§ **Directions**
Output should begin at the line holding "positive clicks: (259, 45)" and end at the last line of the entries; print those lines verbatim and no others.
------------------------------
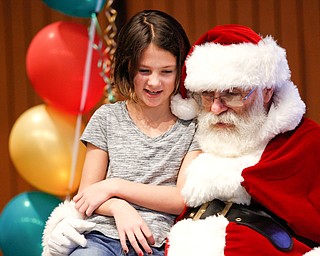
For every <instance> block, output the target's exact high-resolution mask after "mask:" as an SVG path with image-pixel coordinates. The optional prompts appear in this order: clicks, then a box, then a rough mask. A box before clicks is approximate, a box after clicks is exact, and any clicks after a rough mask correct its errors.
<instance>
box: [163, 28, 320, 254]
mask: <svg viewBox="0 0 320 256" xmlns="http://www.w3.org/2000/svg"><path fill="white" fill-rule="evenodd" d="M185 71H186V75H185V77H184V78H185V87H186V88H187V89H188V90H190V91H192V92H198V91H205V90H208V91H210V90H211V91H214V90H226V89H229V88H232V87H242V88H244V89H247V88H246V87H245V86H243V85H248V86H249V85H257V86H258V87H259V86H261V87H262V88H267V87H268V85H272V86H274V88H275V90H274V95H273V99H272V104H271V107H270V109H269V111H268V114H267V120H266V122H265V123H264V124H263V125H262V127H261V129H260V130H259V132H258V133H257V134H252V136H256V140H257V142H258V143H257V145H256V147H255V150H251V151H248V152H245V153H244V154H240V155H238V156H235V157H229V156H224V154H215V153H212V152H207V151H206V148H209V147H207V146H208V145H209V144H210V143H211V142H210V141H208V140H202V141H201V140H200V144H201V146H202V148H203V151H204V153H202V154H201V155H200V156H199V157H197V158H196V159H195V160H194V161H193V162H192V163H191V164H190V166H189V167H188V169H187V178H186V182H185V186H184V188H183V189H182V195H183V197H184V199H185V201H186V205H187V207H190V208H192V207H199V206H201V205H202V204H204V203H206V202H210V201H212V200H215V199H219V200H221V201H224V202H231V203H234V204H236V205H240V206H244V207H246V206H251V205H253V204H258V205H261V206H263V207H264V208H265V209H266V210H267V211H268V212H269V213H271V214H272V215H273V216H275V217H277V218H279V219H280V220H281V223H283V224H284V225H285V226H287V228H288V229H290V233H291V234H292V247H291V248H290V249H288V250H287V251H282V250H279V248H277V247H276V246H275V245H274V244H273V243H272V242H271V240H270V239H268V236H265V235H263V234H262V233H261V232H258V231H256V230H255V229H254V228H252V227H248V226H246V225H242V224H239V223H237V222H234V221H229V220H228V219H227V215H226V216H223V215H212V216H207V217H206V218H203V219H198V220H192V219H191V218H187V219H184V218H183V217H184V216H183V215H182V216H180V218H179V221H178V222H177V223H176V224H175V225H174V226H173V228H172V230H171V232H170V234H169V238H168V246H167V255H168V256H182V255H183V256H189V255H190V256H194V255H208V256H222V255H226V256H231V255H232V256H242V255H243V256H244V255H245V256H251V255H264V256H265V255H272V256H276V255H290V256H293V255H297V256H298V255H307V256H311V255H320V247H316V245H317V244H320V186H319V184H320V172H319V171H318V163H317V160H318V157H320V126H319V125H318V124H316V123H315V122H313V121H311V120H309V119H305V118H303V114H304V112H305V105H304V103H303V102H302V100H301V98H300V96H299V93H298V90H297V88H296V86H295V85H294V84H293V83H292V82H291V81H290V70H289V68H288V65H287V61H286V55H285V51H284V49H282V48H281V47H279V46H278V45H277V44H276V43H275V41H273V39H272V38H270V37H267V38H264V39H263V40H262V39H261V38H260V36H258V35H257V34H255V33H254V32H253V31H252V30H250V29H248V28H246V27H242V26H235V25H229V26H228V25H227V26H217V27H215V28H213V29H212V30H210V31H208V32H207V33H206V34H205V35H204V36H202V37H201V38H200V39H199V40H198V41H197V42H196V43H195V45H194V46H193V48H192V49H191V51H190V53H189V57H188V58H187V61H186V69H185ZM181 94H182V96H183V97H185V96H186V95H184V94H185V89H183V86H182V90H181ZM188 101H189V99H188ZM181 105H184V106H183V107H181ZM187 106H190V102H187V101H186V100H182V99H181V98H177V97H176V98H175V99H173V101H172V110H173V112H174V113H175V114H176V115H178V116H179V117H180V118H183V113H184V112H185V110H186V107H187ZM192 107H193V108H194V105H192ZM194 111H195V113H196V111H197V110H194ZM189 113H190V112H189ZM217 147H219V145H217ZM275 240H277V238H276V239H275ZM306 240H308V241H312V244H310V243H307V242H305V241H306Z"/></svg>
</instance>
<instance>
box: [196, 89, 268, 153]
mask: <svg viewBox="0 0 320 256" xmlns="http://www.w3.org/2000/svg"><path fill="white" fill-rule="evenodd" d="M266 120H267V114H266V110H265V109H264V106H263V99H262V95H258V96H257V98H256V100H255V102H254V103H253V105H252V106H251V108H250V109H248V110H247V111H246V112H244V113H243V114H235V113H234V112H233V111H232V110H229V111H227V112H224V113H222V114H220V115H215V114H213V113H211V112H207V111H206V110H202V111H201V113H200V115H199V117H198V122H199V123H198V130H197V134H196V138H197V140H198V141H199V143H200V146H201V149H202V150H203V151H204V152H206V153H212V154H214V155H216V156H220V157H239V156H243V155H246V154H248V153H250V152H252V151H255V150H257V149H261V148H262V147H264V146H265V143H264V142H263V139H262V138H260V136H259V132H260V131H261V128H262V126H263V124H264V123H265V122H266ZM217 123H225V124H232V125H233V126H231V127H224V128H218V127H214V125H215V124H217Z"/></svg>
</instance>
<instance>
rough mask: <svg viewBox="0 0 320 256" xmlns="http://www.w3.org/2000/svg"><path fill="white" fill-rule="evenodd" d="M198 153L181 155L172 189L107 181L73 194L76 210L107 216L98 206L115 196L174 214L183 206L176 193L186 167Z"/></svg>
mask: <svg viewBox="0 0 320 256" xmlns="http://www.w3.org/2000/svg"><path fill="white" fill-rule="evenodd" d="M200 153H201V151H192V152H189V153H188V154H187V155H186V156H185V158H184V160H183V163H182V165H181V169H180V171H179V175H178V180H177V185H176V186H159V185H150V184H141V183H136V182H131V181H127V180H123V179H117V178H112V179H110V178H109V179H106V180H102V181H100V182H97V183H95V184H94V185H92V186H89V187H87V188H86V189H85V190H83V191H81V192H80V193H79V194H78V195H76V196H75V198H74V200H75V201H76V206H77V209H78V210H79V211H80V212H82V213H86V214H87V215H88V216H90V215H91V214H92V213H93V211H95V210H96V211H97V212H99V213H101V214H104V215H110V213H109V212H107V211H106V208H107V207H103V208H101V209H100V208H99V206H100V205H101V204H102V203H104V202H106V201H107V200H108V199H110V198H112V197H118V198H121V199H124V200H126V201H128V202H131V203H134V204H137V205H140V206H142V207H146V208H148V209H152V210H156V211H162V212H166V213H170V214H176V215H178V214H180V213H181V212H182V210H183V209H184V207H185V203H184V200H183V198H182V196H181V194H180V190H181V189H182V187H183V185H184V182H185V175H186V174H185V172H186V167H187V166H188V165H189V163H190V162H191V161H192V160H193V159H194V158H195V157H196V156H198V155H199V154H200ZM95 161H96V160H95ZM96 181H97V179H96ZM91 184H92V183H91Z"/></svg>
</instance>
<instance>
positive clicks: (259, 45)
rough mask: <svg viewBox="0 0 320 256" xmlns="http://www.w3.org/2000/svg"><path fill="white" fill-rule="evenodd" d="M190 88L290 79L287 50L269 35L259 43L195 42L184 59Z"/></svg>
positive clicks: (277, 82) (213, 89)
mask: <svg viewBox="0 0 320 256" xmlns="http://www.w3.org/2000/svg"><path fill="white" fill-rule="evenodd" d="M186 72H187V76H186V79H185V87H186V88H187V89H188V90H189V91H192V92H199V91H213V90H221V91H222V90H226V89H231V88H234V87H238V88H239V87H240V88H243V89H249V88H252V87H253V86H258V87H262V88H265V87H268V88H269V87H271V86H277V85H278V84H281V83H283V82H284V81H286V80H289V79H290V76H291V72H290V70H289V66H288V62H287V59H286V51H285V50H284V49H283V48H281V47H280V46H278V45H277V43H276V42H275V41H274V40H273V38H272V37H270V36H268V37H266V38H264V39H263V40H261V41H260V42H259V43H258V44H252V43H240V44H231V45H221V44H215V43H211V42H208V43H205V44H203V45H196V46H195V48H194V50H193V52H192V53H191V55H190V56H189V57H188V58H187V60H186Z"/></svg>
------------------------------
§ **Reply**
positive clicks: (259, 45)
rough mask: <svg viewBox="0 0 320 256" xmlns="http://www.w3.org/2000/svg"><path fill="white" fill-rule="evenodd" d="M190 88L290 79L287 50L269 35L259 43L195 42L184 59Z"/></svg>
positive clicks: (277, 82) (213, 89)
mask: <svg viewBox="0 0 320 256" xmlns="http://www.w3.org/2000/svg"><path fill="white" fill-rule="evenodd" d="M186 72H187V76H186V79H185V87H186V88H187V89H188V90H189V91H192V92H199V91H213V90H221V91H222V90H226V89H231V88H234V87H238V88H239V87H240V88H243V89H249V88H252V87H253V86H258V87H262V88H265V87H268V88H269V87H271V86H277V85H278V84H281V83H283V82H284V81H286V80H289V79H290V76H291V72H290V70H289V66H288V62H287V59H286V51H285V50H284V49H283V48H281V47H280V46H278V45H277V43H276V42H275V41H274V40H273V38H272V37H270V36H268V37H266V38H264V39H263V40H261V41H260V42H259V43H258V44H252V43H240V44H231V45H221V44H215V43H211V42H208V43H205V44H203V45H196V46H195V48H194V50H193V52H192V53H191V55H190V56H189V57H188V58H187V60H186Z"/></svg>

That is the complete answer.